● DATA IN THIS EXERCISE:
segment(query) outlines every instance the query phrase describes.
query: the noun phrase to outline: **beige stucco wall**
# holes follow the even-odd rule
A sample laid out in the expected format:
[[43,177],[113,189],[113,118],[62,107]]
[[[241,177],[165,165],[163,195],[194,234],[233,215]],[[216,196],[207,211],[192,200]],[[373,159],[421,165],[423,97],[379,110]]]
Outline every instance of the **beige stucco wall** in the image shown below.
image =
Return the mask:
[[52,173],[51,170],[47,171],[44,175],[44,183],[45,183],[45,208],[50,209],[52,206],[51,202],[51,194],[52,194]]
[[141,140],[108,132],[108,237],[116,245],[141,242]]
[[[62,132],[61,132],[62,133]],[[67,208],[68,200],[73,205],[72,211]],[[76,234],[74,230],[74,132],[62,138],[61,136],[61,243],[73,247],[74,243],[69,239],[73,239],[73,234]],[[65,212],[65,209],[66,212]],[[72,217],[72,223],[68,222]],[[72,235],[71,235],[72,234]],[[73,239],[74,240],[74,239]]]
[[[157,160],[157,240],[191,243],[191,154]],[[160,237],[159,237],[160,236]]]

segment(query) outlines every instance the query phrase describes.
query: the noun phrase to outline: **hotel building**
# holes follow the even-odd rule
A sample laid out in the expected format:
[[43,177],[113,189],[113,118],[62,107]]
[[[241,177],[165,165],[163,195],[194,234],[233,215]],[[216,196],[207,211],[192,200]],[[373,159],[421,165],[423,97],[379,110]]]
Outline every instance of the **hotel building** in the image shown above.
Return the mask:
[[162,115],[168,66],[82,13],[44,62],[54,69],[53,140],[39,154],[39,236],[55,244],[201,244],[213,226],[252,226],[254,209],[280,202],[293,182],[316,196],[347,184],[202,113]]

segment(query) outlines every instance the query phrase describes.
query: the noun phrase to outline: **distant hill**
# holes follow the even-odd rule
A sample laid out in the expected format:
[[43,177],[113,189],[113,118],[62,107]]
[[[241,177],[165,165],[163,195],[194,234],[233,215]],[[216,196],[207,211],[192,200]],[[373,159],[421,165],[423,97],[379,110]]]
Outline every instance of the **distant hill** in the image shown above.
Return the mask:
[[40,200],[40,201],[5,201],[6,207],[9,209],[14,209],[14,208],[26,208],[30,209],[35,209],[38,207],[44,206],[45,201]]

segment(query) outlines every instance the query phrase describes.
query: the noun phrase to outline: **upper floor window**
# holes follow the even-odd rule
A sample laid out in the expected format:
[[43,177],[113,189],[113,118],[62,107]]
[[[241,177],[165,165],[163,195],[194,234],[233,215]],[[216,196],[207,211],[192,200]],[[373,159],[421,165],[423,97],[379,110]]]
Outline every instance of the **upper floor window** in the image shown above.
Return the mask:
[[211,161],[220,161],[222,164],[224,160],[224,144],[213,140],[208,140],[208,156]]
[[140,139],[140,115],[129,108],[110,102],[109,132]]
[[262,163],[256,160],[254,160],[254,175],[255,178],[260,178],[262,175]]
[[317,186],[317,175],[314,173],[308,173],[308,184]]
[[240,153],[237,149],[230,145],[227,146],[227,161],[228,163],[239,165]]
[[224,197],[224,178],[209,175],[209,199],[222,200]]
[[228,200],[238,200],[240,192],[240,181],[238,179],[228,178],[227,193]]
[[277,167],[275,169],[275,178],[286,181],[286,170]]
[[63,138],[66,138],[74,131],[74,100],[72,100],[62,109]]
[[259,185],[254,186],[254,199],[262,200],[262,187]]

● TASK GOAL: Exactly reproduce all of the entries above.

● COMPLETED TASK:
segment(query) outlines every instance the query phrase describes.
query: the noun phrase to outline: **beige stucco wall**
# holes follow the even-odd rule
A sample laid out in the expected format:
[[43,177],[113,189],[113,118],[62,107]]
[[[241,177],[165,165],[163,195],[194,234],[233,215]],[[216,196],[207,211],[192,200]],[[373,159],[421,165],[423,97],[379,110]]]
Outline every instance of the **beige stucco wall** in the image shown below.
image =
Return the mask:
[[52,173],[51,170],[47,171],[44,175],[44,183],[45,183],[45,208],[50,209],[52,206],[51,202],[51,194],[52,194]]
[[141,140],[108,132],[108,237],[116,245],[141,242]]
[[[62,132],[61,132],[62,133]],[[67,208],[68,200],[73,205],[72,211]],[[76,234],[74,230],[74,132],[62,138],[61,136],[61,243],[73,247],[74,243],[69,239],[73,239],[73,234]],[[65,212],[65,209],[66,212]],[[72,217],[72,223],[68,222]],[[72,235],[71,235],[72,234]],[[73,239],[74,240],[74,239]]]
[[[157,160],[157,240],[191,243],[191,154]],[[160,237],[159,237],[160,236]]]

segment(query) outlines every instance the query phrase describes.
query: the noun phrase to outline: **hotel building**
# holes follow the even-odd rule
A sample laid out in the expected format:
[[43,177],[113,189],[113,118],[62,107]]
[[[241,177],[165,165],[163,195],[194,234],[233,215]],[[216,196],[207,211],[192,200]],[[373,159],[421,165],[423,97],[379,110]]]
Outline every instance of the **hotel building** in the image shown above.
Return the mask:
[[162,115],[168,66],[82,13],[44,62],[54,69],[53,140],[39,154],[39,236],[55,244],[201,244],[213,226],[252,226],[254,209],[280,202],[293,182],[316,196],[347,184],[202,113]]

segment(query) outlines every instance the query phrase describes.
query: the noun phrase to outline: **distant hill**
# holes follow the even-odd rule
A sample laid out in the expected format:
[[43,177],[113,189],[113,118],[62,107]]
[[[241,177],[165,165],[163,195],[194,234],[233,215]],[[216,196],[207,211],[192,200]],[[373,159],[421,165],[423,97],[379,110]]]
Outline every instance of the **distant hill** in the image shown above.
Return the mask:
[[40,200],[40,201],[5,201],[6,207],[9,209],[14,209],[14,208],[26,208],[30,209],[35,209],[38,207],[44,206],[45,201]]

segment(query) outlines every instance the query phrase describes.
query: the noun phrase to outline: **upper floor window**
# holes follow the even-odd rule
A sample laid out in the expected format:
[[43,177],[113,189],[113,118],[62,107]]
[[[241,177],[165,165],[163,195],[194,234],[233,215]],[[216,196],[207,211],[192,200]],[[373,159],[421,165],[423,97],[379,110]]]
Outline every instance of the **upper floor window** in the image shown above.
Return the mask:
[[211,161],[220,161],[222,164],[224,160],[224,144],[213,140],[208,140],[208,156]]
[[140,139],[140,115],[129,108],[110,102],[109,132]]
[[262,163],[256,160],[254,160],[254,175],[255,178],[260,178],[262,175]]
[[317,186],[317,175],[314,173],[308,173],[308,184]]
[[240,153],[237,149],[230,145],[227,146],[227,161],[228,163],[239,165]]
[[224,197],[224,178],[209,175],[209,199],[222,200]]
[[228,200],[238,200],[240,192],[240,181],[238,179],[228,178],[227,193]]
[[277,167],[275,169],[275,178],[286,181],[286,170]]
[[63,138],[66,138],[74,131],[74,100],[72,100],[62,109]]
[[259,185],[254,186],[254,199],[262,200],[262,187]]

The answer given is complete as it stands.